> _PROBLEM DESCRIPTION_: Rewrite every one of the rows below, changing "one instance per line" to "one instance on each line" each time it occurs and leaving everything else unchanged.

Records from a collection:
════════════════
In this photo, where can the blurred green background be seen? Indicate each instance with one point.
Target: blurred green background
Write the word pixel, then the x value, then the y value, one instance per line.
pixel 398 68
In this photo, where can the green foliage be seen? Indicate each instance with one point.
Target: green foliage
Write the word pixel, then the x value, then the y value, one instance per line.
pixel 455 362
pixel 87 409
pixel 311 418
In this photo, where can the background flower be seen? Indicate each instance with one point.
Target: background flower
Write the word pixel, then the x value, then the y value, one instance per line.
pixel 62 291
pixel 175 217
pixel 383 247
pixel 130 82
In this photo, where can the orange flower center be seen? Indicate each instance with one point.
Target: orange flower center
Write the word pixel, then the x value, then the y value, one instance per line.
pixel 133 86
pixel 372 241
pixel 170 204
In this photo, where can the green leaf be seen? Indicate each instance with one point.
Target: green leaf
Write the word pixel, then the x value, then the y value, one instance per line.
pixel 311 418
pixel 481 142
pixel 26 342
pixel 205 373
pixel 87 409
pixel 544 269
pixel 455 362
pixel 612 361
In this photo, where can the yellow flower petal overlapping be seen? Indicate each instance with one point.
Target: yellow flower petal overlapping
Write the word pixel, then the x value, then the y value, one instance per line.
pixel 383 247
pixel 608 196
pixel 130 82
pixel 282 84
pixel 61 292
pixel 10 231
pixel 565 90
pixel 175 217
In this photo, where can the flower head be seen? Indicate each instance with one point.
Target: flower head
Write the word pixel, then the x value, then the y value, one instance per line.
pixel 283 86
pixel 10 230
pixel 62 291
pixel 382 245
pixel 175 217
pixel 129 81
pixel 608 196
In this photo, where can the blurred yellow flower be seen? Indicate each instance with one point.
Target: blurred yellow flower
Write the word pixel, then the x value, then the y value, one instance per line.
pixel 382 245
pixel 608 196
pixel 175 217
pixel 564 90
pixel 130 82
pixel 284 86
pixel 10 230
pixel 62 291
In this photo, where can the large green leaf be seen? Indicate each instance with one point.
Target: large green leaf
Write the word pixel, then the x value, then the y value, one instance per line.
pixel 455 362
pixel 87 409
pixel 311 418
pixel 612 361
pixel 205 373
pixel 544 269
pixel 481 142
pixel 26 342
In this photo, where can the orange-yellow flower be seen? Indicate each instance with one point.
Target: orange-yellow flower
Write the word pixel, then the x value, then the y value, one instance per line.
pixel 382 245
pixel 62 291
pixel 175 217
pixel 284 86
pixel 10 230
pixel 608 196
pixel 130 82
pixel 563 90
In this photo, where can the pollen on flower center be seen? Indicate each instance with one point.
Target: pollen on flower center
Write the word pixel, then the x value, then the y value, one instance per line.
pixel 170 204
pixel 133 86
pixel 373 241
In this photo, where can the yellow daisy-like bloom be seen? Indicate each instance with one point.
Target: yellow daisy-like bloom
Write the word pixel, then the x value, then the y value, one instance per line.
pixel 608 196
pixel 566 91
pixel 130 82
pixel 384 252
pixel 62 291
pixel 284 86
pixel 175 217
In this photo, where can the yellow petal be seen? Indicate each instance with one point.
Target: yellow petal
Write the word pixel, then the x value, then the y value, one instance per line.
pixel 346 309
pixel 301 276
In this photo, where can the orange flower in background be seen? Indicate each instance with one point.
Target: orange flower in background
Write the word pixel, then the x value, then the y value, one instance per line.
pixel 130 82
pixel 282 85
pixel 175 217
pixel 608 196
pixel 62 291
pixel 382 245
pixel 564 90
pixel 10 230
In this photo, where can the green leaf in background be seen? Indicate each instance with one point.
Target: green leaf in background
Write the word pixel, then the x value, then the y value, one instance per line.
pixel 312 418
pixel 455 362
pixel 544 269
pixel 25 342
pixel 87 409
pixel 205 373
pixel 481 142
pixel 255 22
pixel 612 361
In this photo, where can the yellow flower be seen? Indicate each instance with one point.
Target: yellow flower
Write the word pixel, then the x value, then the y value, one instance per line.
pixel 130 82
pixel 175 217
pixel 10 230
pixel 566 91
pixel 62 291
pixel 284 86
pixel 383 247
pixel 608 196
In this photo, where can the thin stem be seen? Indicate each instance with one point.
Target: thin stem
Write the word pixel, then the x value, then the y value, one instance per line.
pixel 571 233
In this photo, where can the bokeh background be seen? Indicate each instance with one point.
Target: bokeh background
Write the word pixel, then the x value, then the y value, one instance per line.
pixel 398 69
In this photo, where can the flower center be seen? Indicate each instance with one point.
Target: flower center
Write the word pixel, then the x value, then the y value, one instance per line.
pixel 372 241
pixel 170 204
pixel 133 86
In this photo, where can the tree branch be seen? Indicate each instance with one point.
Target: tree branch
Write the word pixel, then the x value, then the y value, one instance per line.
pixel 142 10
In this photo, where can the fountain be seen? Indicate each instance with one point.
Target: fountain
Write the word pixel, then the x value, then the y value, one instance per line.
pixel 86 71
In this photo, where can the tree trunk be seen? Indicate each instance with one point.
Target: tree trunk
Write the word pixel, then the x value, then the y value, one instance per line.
════════════════
> _RESULT_:
In this photo, where can the blurred green background be seen? Indicate each instance with one point.
Target: blurred green background
Write the word pixel, then the x value, then the y value, one instance on each line.
pixel 398 68
In this photo, where can the green foliage be seen? Indicate each instance with one point.
Target: green foliage
Write the word pixel, then the x value, then the y value, one instance on each line.
pixel 455 362
pixel 87 409
pixel 311 418
In this photo, where can the background flower be seen? Indicate each instance with one point.
Target: background flower
Write the word pixel, then the x value, then the y value, one instance on each line.
pixel 62 291
pixel 175 217
pixel 383 247
pixel 130 82
In this photo, where can the orange flower center be seen? Indicate each instance with one point.
Target: orange flower center
Write the word pixel, then the x value, then the y value, one instance on each line.
pixel 133 86
pixel 372 241
pixel 170 204
In this photo, where can the green leaf be seen? Indicate each instance with one point.
Target: green leaf
Write the word pixel, then the x value, then the y value, one instance on each line.
pixel 311 418
pixel 481 142
pixel 26 342
pixel 205 373
pixel 87 409
pixel 544 269
pixel 455 362
pixel 612 361
In this photo, where can the yellow flower petal overlapping be seen? Indicate each instance with one point.
Target: yellow flower petal overlapping
Write the word pixel, then the x value, then the y value, one instance on each line.
pixel 383 247
pixel 608 196
pixel 130 82
pixel 282 84
pixel 61 292
pixel 10 231
pixel 565 90
pixel 175 217
In this photo, where can the flower head be seen? Indicate each instance with one point.
Target: flower head
Write the word pixel, then the x value, then the y value, one instance on each line.
pixel 283 86
pixel 10 230
pixel 62 291
pixel 382 245
pixel 175 217
pixel 129 81
pixel 608 196
In this photo, where can the blurred yellow flower be seen? Indicate each instance with one point.
Target: blurred yellow flower
Write the word pixel, then the x value, then the y value, one instance on each line.
pixel 382 245
pixel 608 196
pixel 175 217
pixel 564 90
pixel 130 82
pixel 284 86
pixel 10 230
pixel 62 291
In this photo, where can the large green leaf be seen? Indicate each instance with one point.
Target: large green leaf
Write the word pixel, then the x value, then the y value, one instance on each line.
pixel 455 362
pixel 87 409
pixel 311 418
pixel 612 361
pixel 205 373
pixel 544 269
pixel 481 142
pixel 26 342
In this photo, where can the orange-yellow flower be seen? Indicate each instance with one point.
Target: orange-yellow flower
Write the word pixel, then the x value, then the y value, one instance on each line.
pixel 382 245
pixel 62 291
pixel 175 217
pixel 284 86
pixel 10 230
pixel 608 196
pixel 130 82
pixel 563 90
In this photo, where can the pollen on flower center be seen? Indicate each instance with one point.
Target: pollen on flower center
Write the word pixel, then the x value, then the y value, one instance on each line.
pixel 170 204
pixel 133 86
pixel 373 241
In this photo, where can the yellow daisy-like bloom be seen? Indicate each instance with one point.
Target: yellow daisy-like bloom
Write the word pixel, then the x value, then the y value, one instance on each line.
pixel 608 196
pixel 566 91
pixel 130 82
pixel 384 252
pixel 62 291
pixel 284 86
pixel 175 217
In this photo, where can the yellow petal be seen? Indicate each instance with one point.
Target: yellow petal
Write the word pixel, then the x value, then the y value, one instance on each line.
pixel 346 309
pixel 301 276
In this photo, where can the orange flower in background be seen? Indicate each instance with one point.
Target: orange flower in background
Write the word pixel, then the x value, then the y value, one instance on each line.
pixel 130 82
pixel 282 85
pixel 175 217
pixel 608 196
pixel 62 291
pixel 382 245
pixel 564 90
pixel 10 230
In this photo, where can the green leaf in background be seen? Indicate each instance with one point.
Target: green leaf in background
Write the word pixel, then the x value, then the y value, one instance on each line.
pixel 312 418
pixel 455 362
pixel 544 269
pixel 25 342
pixel 87 409
pixel 205 373
pixel 481 142
pixel 255 22
pixel 612 361
In this photo, where can the yellow flower be seen? Indicate each instance with one point.
Target: yellow flower
Write the word pixel, then the x value, then the y value, one instance on each line.
pixel 130 82
pixel 175 217
pixel 10 230
pixel 566 91
pixel 62 291
pixel 284 86
pixel 383 247
pixel 608 196
In this photo, where can the thin stem be seen? Indicate each instance with one point.
Target: thin stem
Write the word pixel, then the x value, then the y value, one instance on each line.
pixel 571 233
In this photo, where can the bokeh background be seen? Indicate each instance with one point.
Target: bokeh background
Write the word pixel, then the x value, then the y value, one instance on each line.
pixel 398 69
In this photo, where can the flower center be seen? Indicate each instance with one point.
Target: flower center
Write the word pixel, then the x value, then the y value, one instance on each line.
pixel 372 241
pixel 170 204
pixel 133 86
In this photo, where can the tree branch be seen? Indicate each instance with one point.
Target: tree branch
Write the word pixel, then the x value, then the y value, one instance on each line.
pixel 142 10
In this photo, where can the fountain be seen? Indicate each instance with one point.
Target: fountain
Write the word pixel, then the x value, then the y value, one instance on each line.
pixel 86 71
In this photo, where can the tree trunk be seen? Indicate each instance with one point.
Target: tree trunk
Write the word pixel, then the x value, then the y value, one instance on each line.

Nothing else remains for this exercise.